Exercise> Here are some records. Transcribe all of them exactly.

== The input ==

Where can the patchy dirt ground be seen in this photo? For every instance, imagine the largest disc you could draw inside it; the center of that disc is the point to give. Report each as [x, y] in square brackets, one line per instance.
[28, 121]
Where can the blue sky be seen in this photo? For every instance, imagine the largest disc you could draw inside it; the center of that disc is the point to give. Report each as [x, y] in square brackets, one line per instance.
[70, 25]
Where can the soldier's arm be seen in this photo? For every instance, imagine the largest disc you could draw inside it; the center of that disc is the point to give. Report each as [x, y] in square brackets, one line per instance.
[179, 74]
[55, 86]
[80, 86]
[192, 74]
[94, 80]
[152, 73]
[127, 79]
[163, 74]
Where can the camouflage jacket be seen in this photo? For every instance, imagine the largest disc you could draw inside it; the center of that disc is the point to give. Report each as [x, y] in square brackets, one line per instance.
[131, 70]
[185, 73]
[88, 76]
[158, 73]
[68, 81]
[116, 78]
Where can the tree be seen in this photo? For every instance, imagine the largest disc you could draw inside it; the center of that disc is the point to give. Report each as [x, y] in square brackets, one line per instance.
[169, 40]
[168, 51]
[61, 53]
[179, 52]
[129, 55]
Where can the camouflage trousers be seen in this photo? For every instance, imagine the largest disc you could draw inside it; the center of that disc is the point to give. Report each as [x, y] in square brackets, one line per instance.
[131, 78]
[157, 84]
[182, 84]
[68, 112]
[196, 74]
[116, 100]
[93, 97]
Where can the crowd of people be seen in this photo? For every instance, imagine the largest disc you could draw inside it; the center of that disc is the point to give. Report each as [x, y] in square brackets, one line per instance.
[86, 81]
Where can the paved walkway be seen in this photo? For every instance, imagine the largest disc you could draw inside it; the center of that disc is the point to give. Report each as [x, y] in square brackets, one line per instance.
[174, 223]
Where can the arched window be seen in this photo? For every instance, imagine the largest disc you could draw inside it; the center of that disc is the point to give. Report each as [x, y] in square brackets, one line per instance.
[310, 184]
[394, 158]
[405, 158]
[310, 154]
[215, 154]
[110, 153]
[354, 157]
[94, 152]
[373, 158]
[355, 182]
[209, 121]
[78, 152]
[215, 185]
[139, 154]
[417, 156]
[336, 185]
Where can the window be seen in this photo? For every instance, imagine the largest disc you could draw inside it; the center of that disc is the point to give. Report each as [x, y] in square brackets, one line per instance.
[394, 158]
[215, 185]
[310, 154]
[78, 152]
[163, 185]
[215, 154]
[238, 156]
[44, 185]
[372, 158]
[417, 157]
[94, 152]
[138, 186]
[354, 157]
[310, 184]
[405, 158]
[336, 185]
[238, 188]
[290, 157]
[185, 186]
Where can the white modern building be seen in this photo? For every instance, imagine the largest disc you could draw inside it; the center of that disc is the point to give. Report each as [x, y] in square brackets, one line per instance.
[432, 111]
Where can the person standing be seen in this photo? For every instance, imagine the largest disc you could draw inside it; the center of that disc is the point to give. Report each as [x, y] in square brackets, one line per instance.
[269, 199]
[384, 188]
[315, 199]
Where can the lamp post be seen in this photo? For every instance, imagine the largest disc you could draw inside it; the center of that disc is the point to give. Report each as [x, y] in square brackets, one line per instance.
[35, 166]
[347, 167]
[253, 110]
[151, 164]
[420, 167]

===

Answer to the exercise>
Where can the patchy dirt ground be seen in this photo? For every instance, imagine the largest disc you could draw inside it; the center of that disc is the point to give. Report each as [x, y] in square brackets, one line per instance.
[28, 121]
Where can the blue sky be seen in this photo? For every instance, imagine the largest disc you could draw inside it; the center of that disc is the point to give. Report each as [x, y] in square brackets, one line per instance.
[70, 25]
Where can the soldier's arm be seen in this photo? For every instance, imagine the largest disc you could draw inside it; the center of that disc is the point to give. Report each as [x, y] in square brackets, one line per instance.
[179, 74]
[55, 86]
[80, 86]
[192, 74]
[94, 80]
[152, 73]
[127, 79]
[163, 74]
Where can the camouflage jacket be seen in this photo? For every instance, imagine the largest disc you could draw inside it; the center of that disc is the point to give. Report each as [x, y] in square brackets, one line per instance.
[131, 70]
[185, 73]
[88, 76]
[158, 73]
[68, 81]
[116, 78]
Where can the tree be seen in this photo? For every instance, imagine the largest disc you could draw inside it; the center of that disc is the point to give. Report each as [x, y] in square brackets, one line per instance.
[169, 40]
[168, 51]
[61, 53]
[179, 52]
[129, 55]
Where can the camouflage trousers be seen in this photo? For every instance, imagine the largest disc you could draw inside it; the center of that disc is the point to give. Report each as [x, y] in square brackets, one line per instance.
[131, 78]
[157, 84]
[182, 84]
[68, 112]
[196, 74]
[116, 100]
[93, 97]
Where can the crowd of people be seen in this photo? For every instance, imagine the largest disc you could draw inside it; the center of that disc is the point to give. Report each as [x, y] in square brackets, one line per instance.
[86, 81]
Where can the paved walkway be seen in this photo? For every instance, imagine the largest disc you could draw inside it; the center of that disc is the point to give. Report each as [x, y] in square brackets, one line per instance.
[174, 223]
Where can the arched window be seen in this photo? For every instance, imagine the largest disc you could draw inside it; the center of that disc is the point to give. Report each as [x, y] in square brackets, one line per instance.
[310, 184]
[394, 158]
[405, 158]
[310, 154]
[215, 154]
[110, 153]
[354, 157]
[94, 152]
[373, 158]
[355, 182]
[209, 121]
[78, 152]
[215, 185]
[139, 154]
[417, 156]
[336, 185]
Where can the window be seen in this photo? For every instance, imagine the largest disc you could draw inside it; the center of that disc is the point to give. Report each as [x, y] in square brackets, one line per instance.
[394, 158]
[215, 185]
[310, 154]
[78, 152]
[163, 185]
[215, 154]
[238, 156]
[44, 185]
[372, 158]
[417, 157]
[94, 152]
[138, 186]
[354, 157]
[310, 184]
[405, 158]
[336, 185]
[238, 188]
[290, 157]
[185, 186]
Where can the white modern building be seen in this photo? For every instance, imagine the largest disc you could draw inside it; the center of that disc is the point to give. Report each as [x, y] in square brackets, one line per instance.
[432, 111]
Where can the person standing be seen in this photo? For every instance, imagine the largest disc you could draw inside it; the center of that disc is the point to give. Report each as [x, y] in square brackets, one line per instance.
[269, 199]
[384, 188]
[315, 199]
Where can the lamp post be seen in this photo? For every instance, imagine the largest disc you could draw inside it; the center of that disc is the point to give. Report each as [x, y] in square brackets, one line per instance.
[35, 166]
[347, 167]
[253, 110]
[151, 164]
[420, 167]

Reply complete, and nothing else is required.